Request:
Copy out the listing that follows, exactly, without its pictures.

Extracted data:
+ + + +
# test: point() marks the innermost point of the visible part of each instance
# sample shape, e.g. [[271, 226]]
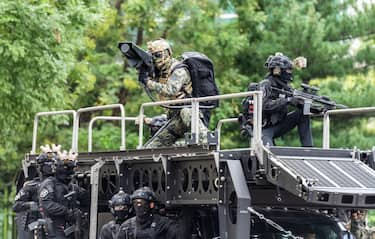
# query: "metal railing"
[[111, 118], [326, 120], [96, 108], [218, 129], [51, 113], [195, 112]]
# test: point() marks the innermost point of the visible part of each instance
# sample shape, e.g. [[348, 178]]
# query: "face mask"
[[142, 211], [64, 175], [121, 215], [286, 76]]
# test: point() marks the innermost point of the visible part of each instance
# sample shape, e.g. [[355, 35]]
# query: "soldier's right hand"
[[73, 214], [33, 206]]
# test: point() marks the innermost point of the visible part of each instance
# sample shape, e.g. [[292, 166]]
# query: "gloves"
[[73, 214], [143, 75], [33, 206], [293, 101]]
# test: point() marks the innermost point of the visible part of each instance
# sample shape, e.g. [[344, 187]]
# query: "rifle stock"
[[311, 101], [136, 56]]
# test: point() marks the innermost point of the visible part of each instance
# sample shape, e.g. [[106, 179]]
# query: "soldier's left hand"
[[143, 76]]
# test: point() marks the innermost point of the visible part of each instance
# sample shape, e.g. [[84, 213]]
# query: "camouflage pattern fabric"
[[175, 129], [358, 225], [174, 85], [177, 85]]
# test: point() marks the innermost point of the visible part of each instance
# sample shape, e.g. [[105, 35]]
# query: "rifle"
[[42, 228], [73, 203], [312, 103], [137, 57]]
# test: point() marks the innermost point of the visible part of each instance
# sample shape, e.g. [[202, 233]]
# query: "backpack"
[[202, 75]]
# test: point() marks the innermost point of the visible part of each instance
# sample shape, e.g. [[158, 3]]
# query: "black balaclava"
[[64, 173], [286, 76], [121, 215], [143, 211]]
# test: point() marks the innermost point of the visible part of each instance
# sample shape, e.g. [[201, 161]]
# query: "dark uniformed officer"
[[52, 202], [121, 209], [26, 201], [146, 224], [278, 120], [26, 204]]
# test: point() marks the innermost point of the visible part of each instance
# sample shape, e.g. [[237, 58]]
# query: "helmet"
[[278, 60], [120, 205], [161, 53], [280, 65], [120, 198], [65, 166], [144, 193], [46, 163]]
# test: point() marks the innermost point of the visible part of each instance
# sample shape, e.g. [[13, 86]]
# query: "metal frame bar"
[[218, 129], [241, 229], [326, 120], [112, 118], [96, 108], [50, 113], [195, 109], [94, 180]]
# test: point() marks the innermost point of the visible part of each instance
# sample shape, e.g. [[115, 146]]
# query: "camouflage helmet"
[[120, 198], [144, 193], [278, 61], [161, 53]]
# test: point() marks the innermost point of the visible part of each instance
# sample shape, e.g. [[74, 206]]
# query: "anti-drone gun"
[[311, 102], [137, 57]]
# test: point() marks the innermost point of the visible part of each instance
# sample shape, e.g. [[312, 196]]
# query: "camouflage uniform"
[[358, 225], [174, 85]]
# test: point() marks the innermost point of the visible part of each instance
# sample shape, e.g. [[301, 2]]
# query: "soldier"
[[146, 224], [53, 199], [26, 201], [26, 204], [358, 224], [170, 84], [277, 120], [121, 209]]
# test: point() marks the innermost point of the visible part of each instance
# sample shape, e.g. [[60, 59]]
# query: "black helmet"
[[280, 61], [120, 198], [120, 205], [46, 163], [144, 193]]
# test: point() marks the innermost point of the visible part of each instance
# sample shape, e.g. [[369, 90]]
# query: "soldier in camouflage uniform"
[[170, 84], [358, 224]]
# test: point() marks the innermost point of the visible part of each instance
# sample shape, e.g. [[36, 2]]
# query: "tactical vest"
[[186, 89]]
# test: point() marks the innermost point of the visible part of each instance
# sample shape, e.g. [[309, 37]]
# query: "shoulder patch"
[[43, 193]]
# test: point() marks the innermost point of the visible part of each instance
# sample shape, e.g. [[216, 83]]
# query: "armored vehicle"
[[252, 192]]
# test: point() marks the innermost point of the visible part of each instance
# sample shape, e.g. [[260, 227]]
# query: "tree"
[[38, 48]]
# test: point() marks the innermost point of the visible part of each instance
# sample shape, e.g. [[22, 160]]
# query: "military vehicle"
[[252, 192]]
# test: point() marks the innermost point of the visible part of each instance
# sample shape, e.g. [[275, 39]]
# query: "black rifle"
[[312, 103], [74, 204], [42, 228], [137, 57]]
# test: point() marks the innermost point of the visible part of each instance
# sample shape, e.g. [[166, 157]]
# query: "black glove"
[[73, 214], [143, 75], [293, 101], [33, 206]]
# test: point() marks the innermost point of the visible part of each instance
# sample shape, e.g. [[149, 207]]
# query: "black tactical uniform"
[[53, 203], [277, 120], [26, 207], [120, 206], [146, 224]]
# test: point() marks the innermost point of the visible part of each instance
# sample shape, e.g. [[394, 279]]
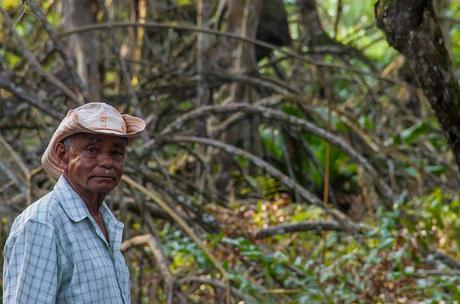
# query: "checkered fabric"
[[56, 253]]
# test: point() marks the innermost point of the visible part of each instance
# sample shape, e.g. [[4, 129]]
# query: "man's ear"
+ + + +
Task answer:
# test: point() marks the innermost point of the visible part of each instance
# sample shape, e.g. [[271, 226]]
# query: "metal railing"
[[111, 118], [326, 120], [96, 108], [218, 129], [51, 113], [195, 112]]
# test: point() marks the innermost point of the visible part of each instance
# sample shape, e.g. [[348, 178]]
# query: "face mask"
[[142, 211], [64, 175], [121, 215], [286, 76]]
# test: point() marks the innermost point of the visible part of each instance
# sample shape, e.g. [[355, 35]]
# query: "soldier's right hand"
[[73, 214], [33, 206]]
# test: point() marks the innermost point of the visible part of each instance
# sample shape, e.g. [[292, 166]]
# query: "gloves"
[[73, 214], [143, 75], [33, 206], [293, 101]]
# test: point() marks the innermost point of the visible part of each instance
# sample shape, e.g. [[344, 187]]
# query: "rifle stock"
[[311, 101], [136, 56]]
# test: point() marks the innermost point of the visible part of each instance
# sample shape, e.g. [[106, 179]]
# query: "soldier's left hand"
[[143, 76]]
# test: point() marks the innermost point of the visible part of each instance
# sample shape, e.g. [[84, 213]]
# query: "camouflage pattern fabric"
[[175, 129], [358, 225], [174, 85], [177, 85]]
# test: point() marks the innermost point of the visible part of each instance
# sample shape, e.g. [[105, 35]]
# query: "rifle"
[[42, 228], [73, 203], [312, 103], [137, 57]]
# test: point() marks the innermost point of the visible part of each instance
# sample shape, e.g. [[202, 233]]
# query: "backpack"
[[202, 75]]
# test: point() marks the innermost point of the visible part of each instance
# sample shape, e.g. [[158, 3]]
# query: "black balaclava"
[[64, 173], [286, 76], [121, 215], [143, 211]]
# test: point() marks the innermost point of the visible part of each instance
# sample shape, e.g. [[201, 161]]
# query: "dark uniformed officer"
[[52, 202], [121, 209], [26, 201], [146, 224], [278, 120], [26, 204]]
# test: point() marks the innermost point of the visible part of each instance
# sample shape, e.g. [[237, 58]]
# query: "helmet"
[[278, 60], [120, 205], [161, 53], [280, 65], [120, 198], [65, 166], [144, 193], [46, 163]]
# test: point() marks the innermost point of the visible part of each instance
# sample shape, e.g. [[13, 86]]
# query: "metal frame bar"
[[218, 129], [241, 229], [326, 120], [112, 118], [96, 108], [50, 113], [195, 109], [94, 180]]
# test: point() marks the innermost point of the visible part of each instance
# sample shape, e.g. [[115, 146]]
# query: "camouflage helmet"
[[120, 198], [144, 193], [278, 61], [161, 53]]
# test: point() marks the innermost point of the visible part of each instance
# sample shape, e.g. [[74, 206]]
# query: "anti-drone gun"
[[311, 102], [137, 57]]
# test: point() marks the innermost point of the visible part of each instance
# sample shape, e.g. [[312, 196]]
# query: "camouflage uniform"
[[358, 225], [174, 85]]
# test: point() marks the innermost point of the visible part of each instance
# sample shape, e.g. [[301, 2]]
# query: "soldier"
[[146, 224], [53, 199], [26, 201], [26, 204], [358, 224], [170, 84], [277, 120], [121, 209]]
# test: point() marks the innermost point of the visible part of each instance
# sample shape, e.g. [[60, 59]]
# query: "black helmet"
[[280, 61], [120, 198], [120, 205], [46, 163], [144, 193]]
# test: point() marks the innermost point of the visible part of each instance
# sample shape, e.g. [[369, 90]]
# query: "soldier in camouflage uniform"
[[170, 84], [358, 224]]
# test: point() marks the innermost point of the visible part of each instance
# sample shape, e.g. [[36, 2]]
# query: "tactical vest"
[[186, 89]]
# test: point() marks the innermost point of the visible part of each instance
# sample shape, e.g. [[309, 37]]
# query: "shoulder patch"
[[43, 193]]
# test: point() marks the innermost point of the visible part of each instance
# sample shape, e.g. [[216, 83]]
# query: "armored vehicle"
[[252, 192]]
# test: point() marks the innermost point of the visible part of each instance
# sample shape, e.g. [[260, 227]]
# query: "tree"
[[38, 48]]
# test: point() marks the innermost point of the visible part of each instance
# sample shape, e.g. [[22, 160]]
# query: "military vehicle"
[[252, 192]]
# test: point() marks the innermost point of the visible part of each instance
# sample shape, e.g. [[275, 39]]
# query: "black rifle"
[[312, 103], [74, 204], [42, 228], [137, 57]]
# test: point() marks the innermost point of the visible part of each instance
# sample shape, e.g. [[166, 157]]
# query: "black glove"
[[73, 214], [143, 75], [293, 101], [33, 206]]
# test: point() marks the innermost point of the visible part of each instance
# sample shape, e.g. [[149, 207]]
# query: "black tactical uniform"
[[53, 203], [277, 120], [26, 207], [120, 206], [146, 224]]
# test: point() marks the innermost point of the visible part of each instance
# sample shape, e.g. [[394, 279]]
# query: "checkered fabric"
[[56, 253]]
# test: point() marks the innermost point of the visible part of each instance
# sample shape, e.g. [[4, 129]]
# query: "man's ear"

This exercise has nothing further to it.